ROWS »

------------------------------------------------

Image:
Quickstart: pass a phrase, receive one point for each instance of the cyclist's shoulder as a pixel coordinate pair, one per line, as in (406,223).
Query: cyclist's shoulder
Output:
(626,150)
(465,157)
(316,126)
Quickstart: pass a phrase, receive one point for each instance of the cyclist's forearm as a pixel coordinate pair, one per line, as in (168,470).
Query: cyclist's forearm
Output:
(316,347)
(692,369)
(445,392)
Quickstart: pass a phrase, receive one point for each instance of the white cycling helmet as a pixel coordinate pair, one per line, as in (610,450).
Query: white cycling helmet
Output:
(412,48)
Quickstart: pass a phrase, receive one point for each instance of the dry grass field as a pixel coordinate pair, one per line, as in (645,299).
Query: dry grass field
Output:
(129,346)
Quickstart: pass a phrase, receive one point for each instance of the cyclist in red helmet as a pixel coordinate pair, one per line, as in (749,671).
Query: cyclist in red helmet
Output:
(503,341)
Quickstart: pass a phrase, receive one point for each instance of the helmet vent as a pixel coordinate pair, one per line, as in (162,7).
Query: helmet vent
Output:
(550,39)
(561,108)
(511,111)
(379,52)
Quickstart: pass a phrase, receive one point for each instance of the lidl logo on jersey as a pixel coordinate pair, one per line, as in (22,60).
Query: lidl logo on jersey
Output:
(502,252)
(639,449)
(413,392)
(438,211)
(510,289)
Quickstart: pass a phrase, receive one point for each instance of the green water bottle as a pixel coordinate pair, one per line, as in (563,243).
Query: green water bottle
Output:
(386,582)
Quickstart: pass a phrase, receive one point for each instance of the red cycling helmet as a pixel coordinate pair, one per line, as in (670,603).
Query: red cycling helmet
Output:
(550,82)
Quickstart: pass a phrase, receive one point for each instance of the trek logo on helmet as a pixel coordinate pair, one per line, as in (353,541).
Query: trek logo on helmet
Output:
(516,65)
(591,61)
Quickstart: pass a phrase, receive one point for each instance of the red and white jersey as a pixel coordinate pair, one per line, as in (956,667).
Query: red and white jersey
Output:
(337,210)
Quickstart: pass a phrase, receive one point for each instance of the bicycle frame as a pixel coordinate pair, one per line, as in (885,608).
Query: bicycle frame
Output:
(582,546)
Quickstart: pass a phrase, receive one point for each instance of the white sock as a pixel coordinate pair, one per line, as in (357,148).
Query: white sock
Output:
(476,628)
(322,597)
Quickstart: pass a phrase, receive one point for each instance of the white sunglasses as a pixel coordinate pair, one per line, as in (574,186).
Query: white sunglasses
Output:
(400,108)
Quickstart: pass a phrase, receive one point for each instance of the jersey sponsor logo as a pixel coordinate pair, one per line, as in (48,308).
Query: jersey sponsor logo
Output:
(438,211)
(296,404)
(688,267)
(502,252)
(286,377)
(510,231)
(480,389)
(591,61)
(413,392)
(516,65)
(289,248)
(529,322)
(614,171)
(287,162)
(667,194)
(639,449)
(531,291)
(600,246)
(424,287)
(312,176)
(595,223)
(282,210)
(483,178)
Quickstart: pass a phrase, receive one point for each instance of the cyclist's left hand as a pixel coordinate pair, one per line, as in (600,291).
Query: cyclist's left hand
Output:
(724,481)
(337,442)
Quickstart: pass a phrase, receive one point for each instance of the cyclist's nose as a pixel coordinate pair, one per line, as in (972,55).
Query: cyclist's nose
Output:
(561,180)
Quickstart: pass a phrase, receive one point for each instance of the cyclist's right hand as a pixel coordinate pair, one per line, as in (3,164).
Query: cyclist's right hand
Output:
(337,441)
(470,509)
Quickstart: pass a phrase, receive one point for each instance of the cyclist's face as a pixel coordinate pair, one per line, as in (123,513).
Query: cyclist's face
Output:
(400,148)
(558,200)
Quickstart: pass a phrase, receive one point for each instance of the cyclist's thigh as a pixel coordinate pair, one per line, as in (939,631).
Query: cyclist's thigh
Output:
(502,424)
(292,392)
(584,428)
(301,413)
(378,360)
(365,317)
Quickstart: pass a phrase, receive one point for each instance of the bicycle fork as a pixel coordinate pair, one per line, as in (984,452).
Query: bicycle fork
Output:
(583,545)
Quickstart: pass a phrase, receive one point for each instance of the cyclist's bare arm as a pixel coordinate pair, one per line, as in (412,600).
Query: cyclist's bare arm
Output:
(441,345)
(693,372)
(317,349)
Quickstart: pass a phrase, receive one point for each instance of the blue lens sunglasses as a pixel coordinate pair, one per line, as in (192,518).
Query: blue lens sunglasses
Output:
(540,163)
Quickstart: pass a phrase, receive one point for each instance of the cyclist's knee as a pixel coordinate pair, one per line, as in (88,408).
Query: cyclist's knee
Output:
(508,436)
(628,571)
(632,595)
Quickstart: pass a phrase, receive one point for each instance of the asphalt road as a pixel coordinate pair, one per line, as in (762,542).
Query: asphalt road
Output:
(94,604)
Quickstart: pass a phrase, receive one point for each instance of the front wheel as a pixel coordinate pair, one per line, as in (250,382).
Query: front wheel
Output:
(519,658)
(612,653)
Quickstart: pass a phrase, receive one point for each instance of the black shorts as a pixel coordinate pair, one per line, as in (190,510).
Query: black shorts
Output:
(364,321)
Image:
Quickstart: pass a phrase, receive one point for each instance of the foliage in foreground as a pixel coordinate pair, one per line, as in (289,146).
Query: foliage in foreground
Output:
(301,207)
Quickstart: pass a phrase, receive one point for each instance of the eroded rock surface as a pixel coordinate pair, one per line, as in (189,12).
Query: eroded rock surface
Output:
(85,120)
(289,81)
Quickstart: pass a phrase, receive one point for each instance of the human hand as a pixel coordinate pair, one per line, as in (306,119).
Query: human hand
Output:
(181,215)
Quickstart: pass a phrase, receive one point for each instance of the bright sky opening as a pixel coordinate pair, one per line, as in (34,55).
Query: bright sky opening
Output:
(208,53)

------------------------------------------------

Transcribe all the entries, keeping each one exactly as it is.

Image:
Quickstart: pass a phrase, receive one point for each instance of the cyclist's shoulder as a pixel coordinate pair, one per line, as in (406,223).
Query: cyclist's shoulder
Output:
(626,150)
(465,157)
(316,126)
Quickstart: pass a phrase, receive one point for each instance of the cyclist's forearm as a pixel coordinate pair, one per line, as in (168,470).
Query: cyclist's forearm
Output:
(316,347)
(692,369)
(445,392)
Quickstart: pass a phrase, receive one point for each instance of the white cycling helmet as a pixel coordinate pair, one per line, as in (610,450).
Query: white cycling helmet
Output:
(412,48)
Quickstart: pass a phrase, receive one point for each instance of the dry grass field as a pixel coordinate pair, one per line, as in (645,299).
Query: dry grass field
Output:
(129,346)
Quickstart: pass a phrase, receive one point for each instance of the cyclist in red helmet as a pixel coordinate pair, one per line, as in (749,671).
Query: cyclist in red helmet
Output:
(503,341)
Quickstart: pass a phrase, receive one point for each instance of the helmet vent as a pixel coordinate pair, one per line, as in (162,7).
Query: helmet vent
Output:
(550,39)
(561,108)
(511,111)
(379,52)
Quickstart: pass a phrase, receive one point for each instance of the lidl logo on jersey as a pixel coordinate pair, one per line, as in (22,60).
Query: lidl logo on jersey
Output:
(502,252)
(639,449)
(413,392)
(438,211)
(510,289)
Quickstart: pass a phrase, receive one point for each instance of the green water bottle as a pixel coordinate pair, one per line, as in (563,243).
Query: green water bottle
Output:
(386,582)
Quickstart: pass a phrase, receive one point for each instance of the red cycling helmet as a pixel coordinate pair, one per line, as in (670,603).
Query: red cycling helmet
Output:
(550,82)
Quickstart: pass a phrase, receive one point for each instance of the trek logo on helmet as a pixel coordinate pair, one per line, as in (353,541).
Query: trek logo on helmet
Output:
(516,65)
(591,61)
Quickstart: pass a phrase, receive one point for each instance of the red and white jersey as a pixel coordinate pair, one per line, as in (956,667).
Query: red and white jersey
Output:
(337,210)
Quickstart: pass a phrase, receive one point for each instance of the bicycle frame as a pixel coordinate pair, one per line, as in (885,608).
Query: bicycle frame
Output:
(582,546)
Quickstart: pass a phrase, receive one point for each instance of the white sock as a pixel coordinate pair, one per line, as in (357,148).
Query: white sock
Output:
(476,628)
(322,597)
Quickstart: pass a phrase, receive one point for each instance of the white sunglasses as a pixel coordinate pair, one per line, as in (574,186).
Query: white sunglasses
Output:
(400,108)
Quickstart: pass a phrase, receive one point for each instance of the jersey sponsor logo as a pixel coordinate pair, one per line, as in (48,308).
Query: jersey sponsor logo
Output:
(438,211)
(296,404)
(688,267)
(502,252)
(286,377)
(510,231)
(480,389)
(591,61)
(413,392)
(516,65)
(289,248)
(529,322)
(614,171)
(287,162)
(667,194)
(639,449)
(531,291)
(600,246)
(424,287)
(312,176)
(595,223)
(282,210)
(483,178)
Quickstart: pass a phrase, receive one point for each instance of the cyclist's left hand as a pixel coordinate pair, one per line, as in (600,291).
Query: cyclist's left hand
Output:
(724,481)
(337,442)
Quickstart: pass a phrase, receive one point for each instance of the cyclist's nose as a pixel coordinate pair, one per line, as in (972,55).
Query: cyclist's nose
Output:
(561,180)
Quickstart: pass a phrase, receive one point for each instance of the cyclist's right hand as a pixel coordinate pair, one per line, as in (3,164).
Query: cyclist's right hand
Output:
(337,441)
(470,509)
Quickstart: pass a phrase, receive one point for each instance of the cyclist's face as a pixel coordinate pair, one per line, as in (123,513).
Query: cyclist's face
Output:
(400,148)
(558,200)
Quickstart: pass a phrase, receive one point for each instance of the cyclist's thigh as a pixel coordinate pair, one per line, as in (939,631).
Query: cyclist's thigh
Output:
(502,424)
(292,392)
(584,428)
(301,413)
(378,360)
(365,317)
Quickstart: pass a phrase, receive one point for each instance of the bicycle fork as a pixel coordinate pair, one per line, as in (984,452).
Query: bicycle fork
Output:
(583,545)
Quickstart: pass a phrase, receive one point for each instance of the cyclist's bare arm as a pixel coordinate pair, one per line, as in (412,600).
Query: cyclist's bare arm
Output:
(441,345)
(693,372)
(317,349)
Quickstart: pass a phrase, receive one point for each instance of the blue lens sunglasses as a pixel coordinate pair, one per line, as in (192,518).
Query: blue lens sunglasses
Output:
(540,163)
Quickstart: pass a phrase, receive one point for each instance of the cyclist's knee as a pixel coordinate pair, one per line, as in (88,408).
Query: cyclist's knee
Output:
(508,436)
(628,571)
(632,595)
Quickstart: pass a phrase, receive one point for each instance of the asphalt road as a pixel coordinate pair, one per line, as in (762,542).
Query: asphalt road
Output:
(94,604)
Quickstart: pass a phrase, receive one point for each instance of the front wheel as a pixel coordinate pair, one per line, as in (250,382).
Query: front wheel
Output:
(519,658)
(612,653)
Quickstart: pass a phrase, receive one point for each instance of the black shorts as a pixel coordinate pair, one per line, as in (190,510).
Query: black shorts
Output:
(364,321)
Image:
Quickstart: pass a phrase, receive one point for each instance of the foliage in foreground as a pixel coordinate pair, one per line, as in (289,146).
Query: foliage in foreground
Output:
(301,207)
Quickstart: pass a phrase, receive one point for each instance of the eroded rock surface as a pixel coordinate pair, one per line, as in (189,12).
Query: eroded rock surface
Output:
(85,120)
(289,81)
Quickstart: pass a phrase, receive one point for each instance of the human hand as a pixel coordinate pair, one per line, as in (306,119).
Query: human hand
Output:
(181,215)
Quickstart: pass a phrase, receive one point for each instance of the bright sky opening as a pixel coordinate pair, one per line, as in (34,55).
Query: bright sky opening
Output:
(208,53)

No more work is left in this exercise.